==== RAW RECORDS
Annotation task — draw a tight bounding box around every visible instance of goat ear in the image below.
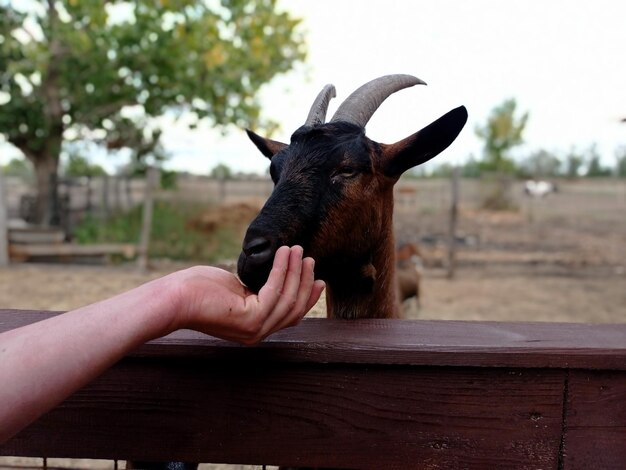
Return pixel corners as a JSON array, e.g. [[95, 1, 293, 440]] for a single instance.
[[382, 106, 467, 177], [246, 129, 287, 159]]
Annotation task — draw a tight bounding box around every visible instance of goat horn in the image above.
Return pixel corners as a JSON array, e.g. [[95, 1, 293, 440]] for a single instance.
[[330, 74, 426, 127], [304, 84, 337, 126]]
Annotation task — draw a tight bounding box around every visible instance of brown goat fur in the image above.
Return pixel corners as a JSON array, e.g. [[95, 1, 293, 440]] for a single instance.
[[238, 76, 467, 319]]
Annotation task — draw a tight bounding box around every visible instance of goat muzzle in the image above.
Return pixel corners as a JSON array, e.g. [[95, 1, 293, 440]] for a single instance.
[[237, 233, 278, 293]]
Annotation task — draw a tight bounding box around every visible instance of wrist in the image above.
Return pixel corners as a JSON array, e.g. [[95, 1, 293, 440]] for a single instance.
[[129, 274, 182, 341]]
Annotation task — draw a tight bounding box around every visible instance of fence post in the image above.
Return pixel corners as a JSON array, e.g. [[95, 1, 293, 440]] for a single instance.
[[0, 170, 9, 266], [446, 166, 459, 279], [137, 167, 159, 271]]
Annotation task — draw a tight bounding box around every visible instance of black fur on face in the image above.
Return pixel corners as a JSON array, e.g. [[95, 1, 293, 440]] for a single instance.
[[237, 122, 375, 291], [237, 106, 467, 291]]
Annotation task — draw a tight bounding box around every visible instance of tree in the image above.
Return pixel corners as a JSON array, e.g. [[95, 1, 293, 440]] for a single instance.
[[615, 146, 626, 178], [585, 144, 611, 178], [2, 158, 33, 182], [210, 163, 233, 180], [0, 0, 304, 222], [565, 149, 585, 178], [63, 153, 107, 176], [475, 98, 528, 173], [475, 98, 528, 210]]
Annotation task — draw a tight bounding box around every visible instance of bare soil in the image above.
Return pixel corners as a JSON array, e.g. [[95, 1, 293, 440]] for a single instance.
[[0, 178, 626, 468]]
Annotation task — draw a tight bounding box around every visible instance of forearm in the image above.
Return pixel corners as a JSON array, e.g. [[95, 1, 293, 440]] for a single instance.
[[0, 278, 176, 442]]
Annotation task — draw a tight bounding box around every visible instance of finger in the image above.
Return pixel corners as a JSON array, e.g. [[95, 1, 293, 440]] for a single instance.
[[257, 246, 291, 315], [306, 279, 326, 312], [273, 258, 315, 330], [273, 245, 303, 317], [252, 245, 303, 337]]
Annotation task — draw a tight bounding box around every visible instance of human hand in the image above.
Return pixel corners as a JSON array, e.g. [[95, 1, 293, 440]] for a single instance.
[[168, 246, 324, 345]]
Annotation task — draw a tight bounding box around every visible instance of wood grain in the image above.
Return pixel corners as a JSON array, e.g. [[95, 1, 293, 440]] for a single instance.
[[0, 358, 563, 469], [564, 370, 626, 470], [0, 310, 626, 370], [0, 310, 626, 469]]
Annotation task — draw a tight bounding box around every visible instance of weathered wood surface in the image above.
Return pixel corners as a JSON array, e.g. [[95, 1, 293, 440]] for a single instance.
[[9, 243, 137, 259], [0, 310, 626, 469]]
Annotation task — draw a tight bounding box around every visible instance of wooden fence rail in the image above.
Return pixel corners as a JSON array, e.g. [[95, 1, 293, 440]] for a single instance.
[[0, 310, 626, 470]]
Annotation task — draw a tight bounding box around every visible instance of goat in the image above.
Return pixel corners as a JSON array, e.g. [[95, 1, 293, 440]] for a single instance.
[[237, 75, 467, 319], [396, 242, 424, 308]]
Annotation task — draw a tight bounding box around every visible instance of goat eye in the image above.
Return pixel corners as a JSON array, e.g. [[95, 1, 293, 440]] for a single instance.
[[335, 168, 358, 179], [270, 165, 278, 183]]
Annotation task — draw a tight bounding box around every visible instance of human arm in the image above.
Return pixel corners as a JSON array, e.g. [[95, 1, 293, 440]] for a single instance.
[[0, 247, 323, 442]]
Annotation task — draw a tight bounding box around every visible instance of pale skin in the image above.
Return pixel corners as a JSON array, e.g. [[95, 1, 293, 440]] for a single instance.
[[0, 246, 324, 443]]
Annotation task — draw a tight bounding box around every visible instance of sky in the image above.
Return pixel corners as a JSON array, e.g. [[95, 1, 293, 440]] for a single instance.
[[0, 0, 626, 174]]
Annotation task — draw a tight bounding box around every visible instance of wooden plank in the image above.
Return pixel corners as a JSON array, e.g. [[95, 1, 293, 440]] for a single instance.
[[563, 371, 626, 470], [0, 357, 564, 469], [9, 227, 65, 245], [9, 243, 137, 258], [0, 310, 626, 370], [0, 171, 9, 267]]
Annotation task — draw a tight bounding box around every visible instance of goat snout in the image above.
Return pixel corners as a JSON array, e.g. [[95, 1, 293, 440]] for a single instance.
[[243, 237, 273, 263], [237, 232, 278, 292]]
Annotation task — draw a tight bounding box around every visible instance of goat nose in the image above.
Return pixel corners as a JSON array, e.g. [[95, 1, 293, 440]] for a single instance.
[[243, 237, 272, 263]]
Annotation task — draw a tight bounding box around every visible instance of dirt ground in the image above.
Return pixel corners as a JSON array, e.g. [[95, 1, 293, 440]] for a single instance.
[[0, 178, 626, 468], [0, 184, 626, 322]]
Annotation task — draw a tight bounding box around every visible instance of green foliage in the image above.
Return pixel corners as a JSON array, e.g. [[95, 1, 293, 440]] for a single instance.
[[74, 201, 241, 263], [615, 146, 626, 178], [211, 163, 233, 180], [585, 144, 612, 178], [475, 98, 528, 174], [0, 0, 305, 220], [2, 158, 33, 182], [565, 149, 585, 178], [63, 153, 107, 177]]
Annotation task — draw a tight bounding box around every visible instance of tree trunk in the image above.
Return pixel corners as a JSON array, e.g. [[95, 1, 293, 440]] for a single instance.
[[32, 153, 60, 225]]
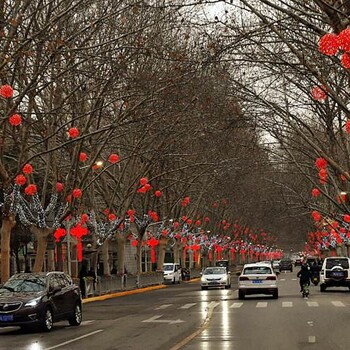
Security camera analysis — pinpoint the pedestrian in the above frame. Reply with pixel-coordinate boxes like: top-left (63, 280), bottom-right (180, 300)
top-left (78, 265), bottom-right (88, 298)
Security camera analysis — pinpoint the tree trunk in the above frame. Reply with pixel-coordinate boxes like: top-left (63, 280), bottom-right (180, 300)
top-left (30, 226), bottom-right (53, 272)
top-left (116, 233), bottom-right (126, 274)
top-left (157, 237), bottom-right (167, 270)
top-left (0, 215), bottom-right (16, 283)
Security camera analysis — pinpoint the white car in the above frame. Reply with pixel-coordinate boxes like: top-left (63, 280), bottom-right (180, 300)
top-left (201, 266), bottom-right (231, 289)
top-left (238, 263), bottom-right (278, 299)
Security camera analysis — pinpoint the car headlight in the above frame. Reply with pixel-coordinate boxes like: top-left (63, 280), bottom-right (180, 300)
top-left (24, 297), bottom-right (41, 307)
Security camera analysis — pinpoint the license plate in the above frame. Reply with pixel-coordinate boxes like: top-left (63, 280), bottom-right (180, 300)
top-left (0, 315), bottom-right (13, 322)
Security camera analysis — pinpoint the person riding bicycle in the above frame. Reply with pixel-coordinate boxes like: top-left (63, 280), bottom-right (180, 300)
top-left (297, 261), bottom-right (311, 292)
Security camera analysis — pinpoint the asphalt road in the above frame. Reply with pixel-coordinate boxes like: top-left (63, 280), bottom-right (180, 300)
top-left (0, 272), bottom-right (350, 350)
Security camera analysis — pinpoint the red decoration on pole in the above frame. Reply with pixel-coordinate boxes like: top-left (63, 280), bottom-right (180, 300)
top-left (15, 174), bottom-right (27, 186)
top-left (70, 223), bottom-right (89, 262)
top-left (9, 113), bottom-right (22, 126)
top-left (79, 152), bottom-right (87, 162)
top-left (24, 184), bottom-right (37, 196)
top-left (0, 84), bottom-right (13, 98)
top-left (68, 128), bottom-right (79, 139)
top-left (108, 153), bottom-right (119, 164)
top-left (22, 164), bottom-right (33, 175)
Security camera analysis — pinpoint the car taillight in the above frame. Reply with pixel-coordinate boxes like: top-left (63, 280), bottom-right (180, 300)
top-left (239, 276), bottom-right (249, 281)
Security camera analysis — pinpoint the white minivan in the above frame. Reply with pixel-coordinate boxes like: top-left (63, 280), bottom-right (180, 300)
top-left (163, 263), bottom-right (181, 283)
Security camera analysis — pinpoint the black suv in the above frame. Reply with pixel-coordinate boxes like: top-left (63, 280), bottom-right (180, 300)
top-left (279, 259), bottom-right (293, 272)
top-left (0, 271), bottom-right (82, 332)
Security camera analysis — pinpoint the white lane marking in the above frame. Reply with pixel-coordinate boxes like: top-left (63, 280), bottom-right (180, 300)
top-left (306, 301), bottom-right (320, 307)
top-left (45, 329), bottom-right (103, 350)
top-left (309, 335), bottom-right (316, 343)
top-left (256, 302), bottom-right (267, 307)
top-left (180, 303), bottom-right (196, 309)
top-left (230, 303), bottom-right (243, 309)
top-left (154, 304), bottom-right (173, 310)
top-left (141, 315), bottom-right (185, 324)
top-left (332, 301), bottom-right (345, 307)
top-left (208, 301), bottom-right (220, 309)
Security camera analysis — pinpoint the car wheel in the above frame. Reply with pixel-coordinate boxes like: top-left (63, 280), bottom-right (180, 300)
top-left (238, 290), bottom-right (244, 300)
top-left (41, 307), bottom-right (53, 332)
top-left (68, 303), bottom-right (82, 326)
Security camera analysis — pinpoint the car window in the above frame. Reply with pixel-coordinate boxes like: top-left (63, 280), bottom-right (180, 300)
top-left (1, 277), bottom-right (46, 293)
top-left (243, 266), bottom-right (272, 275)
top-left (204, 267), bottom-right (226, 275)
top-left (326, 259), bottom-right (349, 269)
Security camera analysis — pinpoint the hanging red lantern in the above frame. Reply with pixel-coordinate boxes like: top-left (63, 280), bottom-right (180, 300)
========
==== RAW RECORDS
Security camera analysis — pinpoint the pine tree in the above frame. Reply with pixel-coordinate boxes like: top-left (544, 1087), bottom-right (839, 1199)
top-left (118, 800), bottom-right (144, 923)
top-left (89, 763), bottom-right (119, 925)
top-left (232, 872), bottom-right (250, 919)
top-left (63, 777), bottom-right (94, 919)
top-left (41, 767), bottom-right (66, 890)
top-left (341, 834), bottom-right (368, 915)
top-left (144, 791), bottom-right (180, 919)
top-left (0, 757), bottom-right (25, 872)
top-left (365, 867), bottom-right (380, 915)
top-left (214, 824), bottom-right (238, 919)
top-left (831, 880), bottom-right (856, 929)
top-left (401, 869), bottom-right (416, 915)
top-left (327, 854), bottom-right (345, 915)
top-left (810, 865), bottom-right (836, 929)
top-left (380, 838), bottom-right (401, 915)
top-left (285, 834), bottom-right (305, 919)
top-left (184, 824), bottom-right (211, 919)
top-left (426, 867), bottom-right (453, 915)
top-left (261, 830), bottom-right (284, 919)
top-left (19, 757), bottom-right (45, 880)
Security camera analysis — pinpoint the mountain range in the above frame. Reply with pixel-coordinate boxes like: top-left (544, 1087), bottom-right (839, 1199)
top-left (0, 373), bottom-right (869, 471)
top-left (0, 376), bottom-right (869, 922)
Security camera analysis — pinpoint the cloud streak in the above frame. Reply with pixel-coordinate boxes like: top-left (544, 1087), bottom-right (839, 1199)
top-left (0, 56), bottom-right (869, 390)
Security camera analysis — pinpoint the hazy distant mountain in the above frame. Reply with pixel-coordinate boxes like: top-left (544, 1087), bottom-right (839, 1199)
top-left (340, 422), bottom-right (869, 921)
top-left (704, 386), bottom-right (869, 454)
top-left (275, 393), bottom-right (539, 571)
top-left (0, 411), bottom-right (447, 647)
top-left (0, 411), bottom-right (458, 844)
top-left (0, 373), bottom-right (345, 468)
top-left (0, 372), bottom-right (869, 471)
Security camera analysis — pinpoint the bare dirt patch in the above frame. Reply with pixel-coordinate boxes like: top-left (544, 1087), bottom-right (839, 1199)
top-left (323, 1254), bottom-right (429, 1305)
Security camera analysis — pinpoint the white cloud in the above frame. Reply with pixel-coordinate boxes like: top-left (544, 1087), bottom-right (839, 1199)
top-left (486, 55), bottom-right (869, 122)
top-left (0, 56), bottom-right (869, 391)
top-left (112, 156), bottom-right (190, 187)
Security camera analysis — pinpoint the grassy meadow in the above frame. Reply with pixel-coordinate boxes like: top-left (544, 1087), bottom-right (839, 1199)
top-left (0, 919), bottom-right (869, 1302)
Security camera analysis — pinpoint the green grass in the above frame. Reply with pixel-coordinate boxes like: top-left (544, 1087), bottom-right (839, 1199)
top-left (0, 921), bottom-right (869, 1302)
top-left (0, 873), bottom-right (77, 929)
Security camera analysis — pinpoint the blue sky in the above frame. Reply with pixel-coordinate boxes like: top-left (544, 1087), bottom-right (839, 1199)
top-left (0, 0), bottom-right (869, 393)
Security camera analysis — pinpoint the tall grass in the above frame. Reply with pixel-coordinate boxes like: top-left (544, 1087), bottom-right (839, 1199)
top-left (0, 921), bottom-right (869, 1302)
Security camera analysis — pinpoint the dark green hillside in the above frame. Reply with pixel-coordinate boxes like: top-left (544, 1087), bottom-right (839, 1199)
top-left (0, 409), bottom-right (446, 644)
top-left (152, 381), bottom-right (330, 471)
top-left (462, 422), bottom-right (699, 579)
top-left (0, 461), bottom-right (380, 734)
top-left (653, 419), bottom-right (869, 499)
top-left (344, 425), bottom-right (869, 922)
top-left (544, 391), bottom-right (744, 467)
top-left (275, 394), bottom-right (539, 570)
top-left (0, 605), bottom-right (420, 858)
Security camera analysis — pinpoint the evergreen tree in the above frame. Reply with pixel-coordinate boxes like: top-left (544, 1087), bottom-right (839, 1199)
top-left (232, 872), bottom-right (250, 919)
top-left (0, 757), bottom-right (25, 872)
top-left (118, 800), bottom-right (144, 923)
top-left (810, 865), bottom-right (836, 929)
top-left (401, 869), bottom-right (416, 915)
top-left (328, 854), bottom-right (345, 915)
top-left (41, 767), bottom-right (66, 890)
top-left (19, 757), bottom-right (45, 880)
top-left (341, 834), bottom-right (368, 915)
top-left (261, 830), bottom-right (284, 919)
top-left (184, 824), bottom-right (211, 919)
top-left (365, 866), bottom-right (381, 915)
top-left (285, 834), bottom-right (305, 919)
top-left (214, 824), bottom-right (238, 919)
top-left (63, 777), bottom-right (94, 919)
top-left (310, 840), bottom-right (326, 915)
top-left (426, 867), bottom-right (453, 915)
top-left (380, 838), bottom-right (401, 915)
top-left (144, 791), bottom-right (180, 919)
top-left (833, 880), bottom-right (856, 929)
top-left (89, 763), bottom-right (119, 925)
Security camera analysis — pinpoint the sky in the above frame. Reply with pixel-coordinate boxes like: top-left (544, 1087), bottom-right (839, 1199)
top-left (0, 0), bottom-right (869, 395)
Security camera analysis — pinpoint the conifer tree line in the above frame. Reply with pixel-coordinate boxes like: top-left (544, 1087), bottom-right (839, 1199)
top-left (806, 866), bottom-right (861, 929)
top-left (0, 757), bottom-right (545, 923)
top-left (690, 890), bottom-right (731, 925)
========
> _REQUIREMENTS_: Write out the lines from the line with "rail in the image above." up to and including the line with "[[237, 75, 467, 319], [396, 242, 424, 308]]", replacing "tight" with "close" and leaving everything else unchanged.

> _THE COMPLETED TASK_:
Annotation task — draw a close bounding box around every visible instance of wooden fence rail in the image above.
Return pixel corners as a JSON array, e.g. [[95, 1, 293, 440]] for a single instance.
[[0, 310, 626, 470]]
Annotation task — draw a close bounding box around every visible instance of goat in the image above.
Return pixel corners as a JSON array, e.g. [[95, 1, 293, 440]] for a single instance.
[[237, 75, 467, 319], [396, 242, 424, 308]]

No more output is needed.